TEXT ::
*** Block opens ***
NSAIDs do not facilitate muscle growth and no one reading this should attempt to take several grams of NSAIDs each day to test the theory unless you want to lose various vital organs in the process.
I swear to God some of the people commenting on this post are freakin’ retards.
Also, you said: “That study was done at a major human performance lab.” Fine. SEND A LINK TO THE DAMNED STUDY!
“…If you can find a real study with real people, please send us the link.”
That study was done at a major human performance lab. in the United States. And those drugs ARE NOT going to inhibit muscle growth in 30 year olds, when they increase muscle growth in 65 year olds.
Steve, are you crazy?
To anyone reading this – in case you want to know what’s really what – I’m 45 yrs. old and have been lifting 6 years. I started 4 grams of acetaminophen and 1.2 grams of ibuprofen 5 months ago. I’m quite certain I’ve put on 3 or 4 pounds muscle since then. Which is a half way decent amount considering I’m a rather small guy (170 lbs.). Two weeks ago, I upped the doses to 6 grams aceta. and 2.4 grams ibuprofen. Now I’m not recommending anyone take that much, especially that much acetaminophen. I realize I’m really maxing out on those drugs dosage wise. SERIOUSLY – most liver transplants in the USA are needed due to acetaminophen overdose!!! From the research I’ve done, it seems that 6 grams/day is THE VERY UPPER LIMIT. I think anyone trying any higher is crazy!!! Unless maybe if you’re a really huge guy – but, for this drug, I do not know what the relationship is between dosage and body weight.
Have a nice day.
This is a very interesting idea, however I feel that stating that taking any NSAID are bad, it fairly obvious. The fact remains that the beneficial affects are still “side effects” as are the negative effects. Taking and administering drugs is more of a focus on taking the bad with the good, and vice versa.
Thank you for your slightly spammy comment Mr. Ibuprofen Drug.
The study that I found that indicates even a slight muscle gain benefit from NSAIDs was a study involving the elderly. That study would serve better to draw the conclusion that resistance training in the elderly is really effective, and really beneficial for building and maintaining muscle mass. If you can find a real study with real people, please send us the link.
*** Block closes ***
ACTIVITY ::
Could you revise the part of the comment thread that opens with the words "This is a very" and closes with "Mr. Ibuprofen Drug.", putting "intriguing" in place of "interesting"?

SUPPLIED DATA ::
*** Block opens ***
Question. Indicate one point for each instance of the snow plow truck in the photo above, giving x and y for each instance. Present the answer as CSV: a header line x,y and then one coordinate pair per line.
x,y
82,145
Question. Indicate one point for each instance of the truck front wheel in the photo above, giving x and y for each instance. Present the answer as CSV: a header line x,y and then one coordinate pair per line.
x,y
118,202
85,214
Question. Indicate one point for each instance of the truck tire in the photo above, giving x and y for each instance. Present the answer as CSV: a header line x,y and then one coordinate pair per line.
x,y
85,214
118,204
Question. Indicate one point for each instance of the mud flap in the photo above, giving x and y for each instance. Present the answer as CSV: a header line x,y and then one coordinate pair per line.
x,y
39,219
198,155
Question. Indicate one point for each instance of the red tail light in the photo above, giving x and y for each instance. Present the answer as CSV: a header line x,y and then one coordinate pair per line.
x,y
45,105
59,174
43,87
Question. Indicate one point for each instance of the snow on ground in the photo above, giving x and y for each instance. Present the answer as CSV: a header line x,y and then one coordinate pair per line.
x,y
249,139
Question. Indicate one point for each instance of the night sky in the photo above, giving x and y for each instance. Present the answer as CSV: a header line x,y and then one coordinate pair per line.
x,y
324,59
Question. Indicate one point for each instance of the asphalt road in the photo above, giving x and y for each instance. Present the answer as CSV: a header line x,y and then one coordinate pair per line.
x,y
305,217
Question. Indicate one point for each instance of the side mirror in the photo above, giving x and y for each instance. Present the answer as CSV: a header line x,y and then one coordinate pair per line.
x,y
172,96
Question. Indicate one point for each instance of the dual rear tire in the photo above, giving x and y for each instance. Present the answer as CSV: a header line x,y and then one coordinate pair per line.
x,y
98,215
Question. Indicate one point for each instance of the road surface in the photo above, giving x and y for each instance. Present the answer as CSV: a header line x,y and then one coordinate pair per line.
*** Block closes ***
SOLUTION FOR THIS TASK ::
This is a very intriguing idea, however I feel that stating that taking any NSAID are bad, it fairly obvious. The fact remains that the beneficial affects are still “side effects” as are the negative effects. Taking and administering drugs is more of a focus on taking the bad with the good, and vice versa.
Thank you for your slightly spammy comment Mr. Ibuprofen Drug.